A Writer’s Coronavirus Diary Part 3

For last year’s words belong to last year’s language

And next year’s words await another voice.


My neighbourhood has never looked and smelled so good. The gardens are pristine and well-tended, the footpaths are washed and gleaming and even the vagrant small weeds and grasses that used to speckle the kerbside have been stripped back. So many houses have been painted that my smudgy garden wall is beginning to embarrass me. The air is full of the delicious aroma of cooking bread; baking has become so popular that it’s hard to find a packet of yeast in the supermarkets. My neighbours on both sides have taken to learning new languages, so spending time in the back garden is like sitting outside the Tower of Babel.

The Coronavirus and our consequent self-isolation have been going on for so long now that Netflix just doesn’t cut it anymore. People all over the place are taking up new pastimes to keep the lockdown blues at bay and take their minds off sickness and slaughter.

Self-improvement is the order of the day.

I’m trying to learn how to play the guitar. It’s a slow process. My fingers aren’t as nimble as once they were. I’m doing okay with the chords and the strumming and I can bluff my way through some of the simpler ballads and singalong tunes. Finger-picking is more of a challenge though. I struggle with it and in my hour of need I turn to the godfather of country music, Johnny Cash. The Man in Black is a master of straightforward, catchy tunes that seem to be relatively easy to play.

I’m of a generation that grew up listening to vinyl records and CDs. Plus, I’ve spent most of my career as a starving artist. And I’m stubborn as a mule. These three elements combined mean that I’m resistant to the current trend of downloading music for free and depriving the artists of the economic fruits of their endeavours. I fetch a Johnny Cash CD, American 1V: The Man Comes Around, and insert it into my laptop.

Excerpts from a dataset:
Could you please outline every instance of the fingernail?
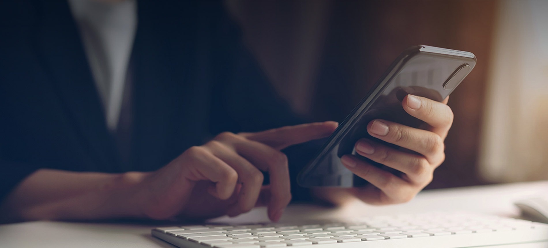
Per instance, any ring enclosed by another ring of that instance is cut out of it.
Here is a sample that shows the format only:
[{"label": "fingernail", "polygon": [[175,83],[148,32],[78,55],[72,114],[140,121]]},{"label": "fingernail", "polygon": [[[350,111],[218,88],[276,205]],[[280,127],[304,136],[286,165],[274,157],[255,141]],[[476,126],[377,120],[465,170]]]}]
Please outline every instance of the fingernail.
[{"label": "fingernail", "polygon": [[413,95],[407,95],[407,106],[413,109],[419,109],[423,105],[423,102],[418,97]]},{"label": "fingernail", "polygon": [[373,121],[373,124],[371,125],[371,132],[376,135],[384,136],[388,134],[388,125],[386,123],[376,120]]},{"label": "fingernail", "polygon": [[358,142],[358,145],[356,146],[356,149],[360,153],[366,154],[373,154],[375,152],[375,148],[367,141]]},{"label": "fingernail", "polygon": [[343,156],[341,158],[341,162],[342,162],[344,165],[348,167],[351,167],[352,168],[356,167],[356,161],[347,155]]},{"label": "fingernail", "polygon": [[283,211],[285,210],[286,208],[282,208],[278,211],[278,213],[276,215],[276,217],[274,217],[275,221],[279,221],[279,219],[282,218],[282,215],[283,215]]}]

--

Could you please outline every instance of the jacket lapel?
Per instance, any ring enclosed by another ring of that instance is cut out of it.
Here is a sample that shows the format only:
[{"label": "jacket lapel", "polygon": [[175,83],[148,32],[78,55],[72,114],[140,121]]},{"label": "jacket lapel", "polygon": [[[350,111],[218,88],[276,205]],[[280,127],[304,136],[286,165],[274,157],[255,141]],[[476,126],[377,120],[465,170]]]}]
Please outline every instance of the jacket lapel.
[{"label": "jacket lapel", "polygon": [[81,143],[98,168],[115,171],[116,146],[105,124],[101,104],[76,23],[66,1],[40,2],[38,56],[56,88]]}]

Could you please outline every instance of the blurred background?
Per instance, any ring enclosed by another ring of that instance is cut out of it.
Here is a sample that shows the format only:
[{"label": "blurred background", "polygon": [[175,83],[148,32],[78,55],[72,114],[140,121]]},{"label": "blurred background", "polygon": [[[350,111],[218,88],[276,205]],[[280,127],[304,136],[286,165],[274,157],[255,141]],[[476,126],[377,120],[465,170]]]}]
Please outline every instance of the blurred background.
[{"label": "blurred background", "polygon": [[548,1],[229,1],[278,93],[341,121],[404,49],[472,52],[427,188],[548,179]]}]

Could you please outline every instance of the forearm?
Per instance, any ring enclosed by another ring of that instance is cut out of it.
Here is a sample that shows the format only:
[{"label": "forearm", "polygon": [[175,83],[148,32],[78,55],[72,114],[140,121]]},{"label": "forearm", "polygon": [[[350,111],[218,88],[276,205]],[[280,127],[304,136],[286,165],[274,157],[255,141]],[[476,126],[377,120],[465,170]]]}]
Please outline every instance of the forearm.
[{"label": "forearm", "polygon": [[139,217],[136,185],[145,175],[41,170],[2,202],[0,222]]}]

» **Activity**:
Answer these questions about the coronavirus diary:
1. Why is yeast hard to find in the supermarkets?
2. Which part of guitar playing does the writer find more of a challenge?
3. What did the writer's generation grow up listening to?

» **Result of this exercise**:
1. Baking has become very popular.
2. Finger-picking.
3. Vinyl records and CDs.